== WHAT YOU SHOULD DO ==
Could you quote everything below from the row containing "find mulch bed" down to the row containing "Query: mulch bed", both of those rows included, without changing a character?

○ ○ ○ ○ ○ ○ ○

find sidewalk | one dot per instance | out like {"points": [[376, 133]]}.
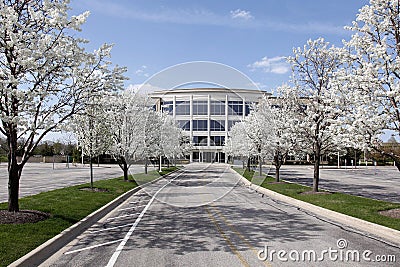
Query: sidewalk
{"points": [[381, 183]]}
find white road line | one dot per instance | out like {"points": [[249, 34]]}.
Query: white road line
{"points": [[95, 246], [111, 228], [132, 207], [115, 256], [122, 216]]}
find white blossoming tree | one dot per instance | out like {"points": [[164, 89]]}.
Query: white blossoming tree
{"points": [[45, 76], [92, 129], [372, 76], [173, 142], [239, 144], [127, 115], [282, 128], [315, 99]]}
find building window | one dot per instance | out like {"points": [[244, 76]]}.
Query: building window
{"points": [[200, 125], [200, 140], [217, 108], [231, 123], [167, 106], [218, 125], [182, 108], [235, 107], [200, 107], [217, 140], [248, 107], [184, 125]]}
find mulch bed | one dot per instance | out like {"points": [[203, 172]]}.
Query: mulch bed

○ ○ ○ ○ ○ ○ ○

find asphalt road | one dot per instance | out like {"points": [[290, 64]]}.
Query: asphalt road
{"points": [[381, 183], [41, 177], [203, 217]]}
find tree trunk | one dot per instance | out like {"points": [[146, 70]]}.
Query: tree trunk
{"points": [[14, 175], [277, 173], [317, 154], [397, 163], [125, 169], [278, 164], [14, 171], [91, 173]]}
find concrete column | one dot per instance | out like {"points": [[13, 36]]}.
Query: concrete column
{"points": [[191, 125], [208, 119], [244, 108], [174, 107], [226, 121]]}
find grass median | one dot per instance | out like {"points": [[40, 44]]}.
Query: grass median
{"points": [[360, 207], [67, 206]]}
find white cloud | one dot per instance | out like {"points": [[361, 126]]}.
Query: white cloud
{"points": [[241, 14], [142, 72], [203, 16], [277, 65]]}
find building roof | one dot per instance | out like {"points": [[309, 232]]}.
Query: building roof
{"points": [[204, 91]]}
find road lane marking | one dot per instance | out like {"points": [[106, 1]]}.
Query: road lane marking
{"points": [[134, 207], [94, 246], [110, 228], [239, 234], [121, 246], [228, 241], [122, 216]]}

○ ○ ○ ○ ○ ○ ○

== TASK RESULT ==
find mulch bed | one dot per instance | out like {"points": [[203, 172]]}.
Query: mulch bed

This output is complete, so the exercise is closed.